» Selected excerpt
Again, it would be nice if that were true, but hospitals would only be able to treat a small percentage of patients. Probably less than 10%. Most people will have to stay home and take their chances.
As far as medicines are concerned, we have made advances, but we have nothing that `cures' the flu. We only have some antiviral medicines that can shorten the duration, and hopefully lessen the severity. Unfortunately, we only have enough for perhaps, 10% of the population here in the United States.
Antibiotics are available today that we didn't have back in 1918, and they should help blunt some of the effects of secondary bacterial infections, but once again, they will be in short supply.
A small percentage of flu victims will have the advantages of hospitals and modern medicine, but most will not. For them, their treatment and care won't be much better than they would have received in 1918.
The government will make a vaccine, like they did for the Swine Flu. So we really don't have to worry about it.
It took us more than six months to create that vaccine, and that was at a time when we had a much greater capacity to manufacture vaccines in this country. Today, most of those factories have either closed, or moved off shore.
We obviously will attempt to create a vaccine, but we really can't until we see the pandemic strain develop. Any vaccine made now simply wouldn't be very effective. So yes, the government will try to create a vaccine, but the general public won't see it until 6 to 12 months after the pandemic starts.
Okay, maybe it could happen. But I'll worry about it once it starts.
By that time, it may be too late to prepare.
In 1918, before the advent of air travel, the virus spread to every corner of the world in 5 months. Now, with thousands of air flights every day, the virus would likely spread much faster. We could be talking days or weeks from the moment we know it has broken out, to the time it is in our backyard.

» Data for analysis
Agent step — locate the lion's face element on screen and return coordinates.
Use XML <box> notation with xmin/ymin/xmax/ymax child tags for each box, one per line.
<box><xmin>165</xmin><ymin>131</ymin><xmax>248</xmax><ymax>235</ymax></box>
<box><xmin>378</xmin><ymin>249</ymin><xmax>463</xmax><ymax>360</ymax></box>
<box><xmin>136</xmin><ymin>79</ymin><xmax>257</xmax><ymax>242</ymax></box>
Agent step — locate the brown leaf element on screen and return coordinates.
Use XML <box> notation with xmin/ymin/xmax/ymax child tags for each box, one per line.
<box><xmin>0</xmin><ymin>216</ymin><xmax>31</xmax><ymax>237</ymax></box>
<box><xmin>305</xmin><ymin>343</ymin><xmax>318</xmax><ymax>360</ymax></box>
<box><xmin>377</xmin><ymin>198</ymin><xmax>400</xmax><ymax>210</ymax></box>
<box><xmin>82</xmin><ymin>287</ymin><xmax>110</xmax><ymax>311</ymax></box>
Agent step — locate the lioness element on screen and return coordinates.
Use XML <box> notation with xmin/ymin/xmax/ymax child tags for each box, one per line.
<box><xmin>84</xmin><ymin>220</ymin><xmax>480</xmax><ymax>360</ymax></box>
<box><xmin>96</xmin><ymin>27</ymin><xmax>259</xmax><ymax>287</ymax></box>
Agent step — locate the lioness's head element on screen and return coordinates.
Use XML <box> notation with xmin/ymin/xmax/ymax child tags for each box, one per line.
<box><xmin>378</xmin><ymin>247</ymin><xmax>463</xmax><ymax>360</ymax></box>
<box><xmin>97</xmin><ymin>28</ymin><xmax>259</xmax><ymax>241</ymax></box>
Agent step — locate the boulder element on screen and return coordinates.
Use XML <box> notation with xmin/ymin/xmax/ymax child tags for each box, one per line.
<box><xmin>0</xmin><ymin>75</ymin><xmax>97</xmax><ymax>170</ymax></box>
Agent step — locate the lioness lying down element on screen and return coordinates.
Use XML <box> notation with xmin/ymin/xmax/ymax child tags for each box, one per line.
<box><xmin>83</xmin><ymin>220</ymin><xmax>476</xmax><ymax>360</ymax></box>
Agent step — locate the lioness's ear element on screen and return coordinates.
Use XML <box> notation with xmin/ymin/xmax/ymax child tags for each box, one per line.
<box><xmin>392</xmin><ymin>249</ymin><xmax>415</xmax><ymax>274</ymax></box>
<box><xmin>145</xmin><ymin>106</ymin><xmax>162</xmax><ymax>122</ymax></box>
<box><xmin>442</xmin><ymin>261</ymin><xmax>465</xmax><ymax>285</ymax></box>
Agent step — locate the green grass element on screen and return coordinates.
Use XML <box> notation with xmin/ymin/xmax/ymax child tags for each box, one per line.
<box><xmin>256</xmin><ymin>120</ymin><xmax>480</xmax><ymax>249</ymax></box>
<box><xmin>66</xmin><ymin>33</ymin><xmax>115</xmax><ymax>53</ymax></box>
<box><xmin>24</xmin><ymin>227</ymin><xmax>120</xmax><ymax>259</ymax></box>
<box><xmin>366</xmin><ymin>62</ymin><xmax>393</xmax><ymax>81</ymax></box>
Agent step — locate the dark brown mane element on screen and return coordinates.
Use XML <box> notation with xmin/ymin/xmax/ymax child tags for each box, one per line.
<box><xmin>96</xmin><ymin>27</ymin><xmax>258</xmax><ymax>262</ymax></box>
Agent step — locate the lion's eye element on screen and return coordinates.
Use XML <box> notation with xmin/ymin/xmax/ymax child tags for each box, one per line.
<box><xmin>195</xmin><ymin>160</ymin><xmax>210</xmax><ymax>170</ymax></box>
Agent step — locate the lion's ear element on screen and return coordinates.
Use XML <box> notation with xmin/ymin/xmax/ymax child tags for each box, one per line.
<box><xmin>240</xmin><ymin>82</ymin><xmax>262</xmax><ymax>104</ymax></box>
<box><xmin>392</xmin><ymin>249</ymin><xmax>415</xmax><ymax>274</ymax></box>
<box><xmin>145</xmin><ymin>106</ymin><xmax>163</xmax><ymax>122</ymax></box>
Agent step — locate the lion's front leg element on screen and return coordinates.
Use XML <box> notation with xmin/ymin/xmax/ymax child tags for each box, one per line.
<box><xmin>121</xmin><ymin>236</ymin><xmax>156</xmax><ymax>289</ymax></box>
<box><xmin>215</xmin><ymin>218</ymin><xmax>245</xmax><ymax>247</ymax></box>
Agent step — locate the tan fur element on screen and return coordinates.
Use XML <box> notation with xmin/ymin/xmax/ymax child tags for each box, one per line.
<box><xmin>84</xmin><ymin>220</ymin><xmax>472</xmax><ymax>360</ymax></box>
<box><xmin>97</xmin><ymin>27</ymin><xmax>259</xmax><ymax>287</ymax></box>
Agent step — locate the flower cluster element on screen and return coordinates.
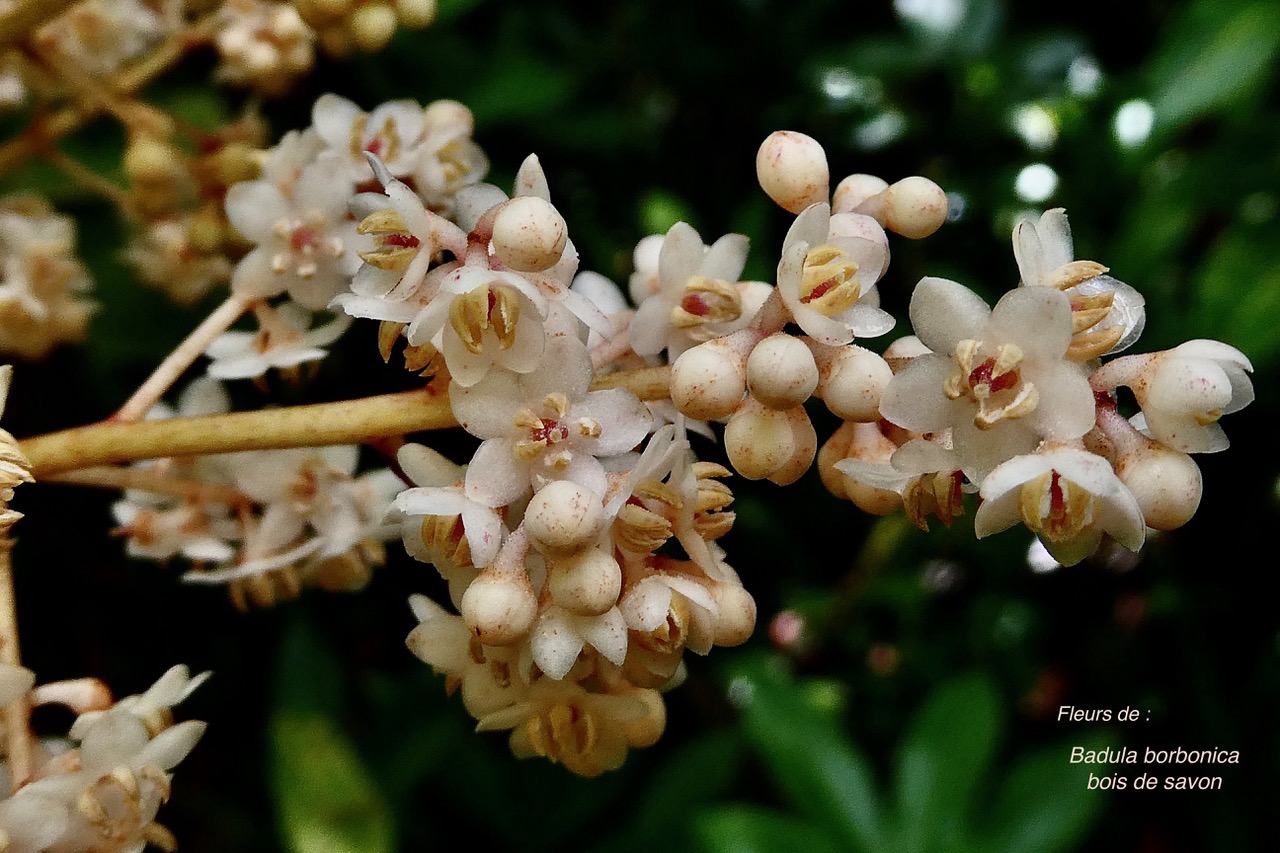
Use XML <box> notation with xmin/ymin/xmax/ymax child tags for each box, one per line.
<box><xmin>826</xmin><ymin>209</ymin><xmax>1253</xmax><ymax>565</ymax></box>
<box><xmin>20</xmin><ymin>95</ymin><xmax>1252</xmax><ymax>776</ymax></box>
<box><xmin>0</xmin><ymin>196</ymin><xmax>96</xmax><ymax>359</ymax></box>
<box><xmin>113</xmin><ymin>378</ymin><xmax>399</xmax><ymax>610</ymax></box>
<box><xmin>0</xmin><ymin>663</ymin><xmax>209</xmax><ymax>853</ymax></box>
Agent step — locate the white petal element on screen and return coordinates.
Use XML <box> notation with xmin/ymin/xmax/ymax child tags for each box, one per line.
<box><xmin>908</xmin><ymin>277</ymin><xmax>988</xmax><ymax>356</ymax></box>
<box><xmin>529</xmin><ymin>606</ymin><xmax>585</xmax><ymax>681</ymax></box>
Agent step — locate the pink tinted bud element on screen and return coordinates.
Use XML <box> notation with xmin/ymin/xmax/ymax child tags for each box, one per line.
<box><xmin>755</xmin><ymin>131</ymin><xmax>831</xmax><ymax>214</ymax></box>
<box><xmin>493</xmin><ymin>196</ymin><xmax>568</xmax><ymax>273</ymax></box>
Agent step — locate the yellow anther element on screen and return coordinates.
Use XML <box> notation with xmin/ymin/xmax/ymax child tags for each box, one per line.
<box><xmin>543</xmin><ymin>391</ymin><xmax>568</xmax><ymax>420</ymax></box>
<box><xmin>1018</xmin><ymin>471</ymin><xmax>1098</xmax><ymax>542</ymax></box>
<box><xmin>800</xmin><ymin>243</ymin><xmax>863</xmax><ymax>316</ymax></box>
<box><xmin>671</xmin><ymin>275</ymin><xmax>742</xmax><ymax>329</ymax></box>
<box><xmin>449</xmin><ymin>284</ymin><xmax>489</xmax><ymax>355</ymax></box>
<box><xmin>1044</xmin><ymin>260</ymin><xmax>1107</xmax><ymax>291</ymax></box>
<box><xmin>1066</xmin><ymin>325</ymin><xmax>1124</xmax><ymax>361</ymax></box>
<box><xmin>356</xmin><ymin>207</ymin><xmax>408</xmax><ymax>234</ymax></box>
<box><xmin>489</xmin><ymin>286</ymin><xmax>520</xmax><ymax>350</ymax></box>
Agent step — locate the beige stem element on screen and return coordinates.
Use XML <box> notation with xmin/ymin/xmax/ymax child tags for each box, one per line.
<box><xmin>19</xmin><ymin>366</ymin><xmax>671</xmax><ymax>480</ymax></box>
<box><xmin>111</xmin><ymin>293</ymin><xmax>256</xmax><ymax>424</ymax></box>
<box><xmin>0</xmin><ymin>530</ymin><xmax>35</xmax><ymax>790</ymax></box>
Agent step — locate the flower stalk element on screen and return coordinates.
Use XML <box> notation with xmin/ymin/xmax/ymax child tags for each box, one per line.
<box><xmin>19</xmin><ymin>368</ymin><xmax>669</xmax><ymax>479</ymax></box>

» Actions to take
(a) According to the flu pandemic text, how long did it take to create the vaccine for the Swine Flu?
(b) List every span of time that the flu pandemic text gives.
(c) Extend the flu pandemic text past its final paragraph.

» Answers to the exercise
(a) More than six months.

(b)
- More than six months (to create the Swine Flu vaccine)
- 6 to 12 months (after the pandemic starts, before the general public sees a vaccine)
- 5 months (for the 1918 virus to spread to every corner of the world)
- Days or weeks (from the moment an outbreak is known to the time it is in "our backyard")

(c)
If you wait until the media, or the CDC, or the WHO issues a pandemic alert, then you risk not being able to get the things you and your family will need to prepare. Everyone will be rushing out simultaneously to stock up.
Here in Florida, the stores are a madhouse, and the shelves are cleared, 24 hours before a hurricane. Imagine that happening everywhere at once. The price of simple items, such as food, or medicine, or masks and gloves will skyrocket. It will be a seller's market. And most people will simply find they can't get the things they will need.
Our government won't let us starve. They'll bring us food, water, and medicine, just like they do after a hurricane or an earthquake.
Obviously, the government doesn't want anyone to starve. That's why they are encouraging every family to be ready for a possible pandemic. They've had a website, www.pandemicflu.gov, up for more than a year just to get the word out.
The US Federal government has already stated, emphatically, that they won't be able to provide disaster assistance to individual communities during a pandemic. It would be like trying to deal with 1000 Hurricane Katrina's at the same time.
If you and your family plan on waiting for FEMA or the National Guard to show up at your door with a load of food or medicine, it's going to be a long, hungry wait.
Sometimes, after enough talking, a little light goes off in their heads, and they actually do take the threat seriously. I've managed to convince a number of close friends and family members, that yes, it could happen here, and they are now preparing. At least a little.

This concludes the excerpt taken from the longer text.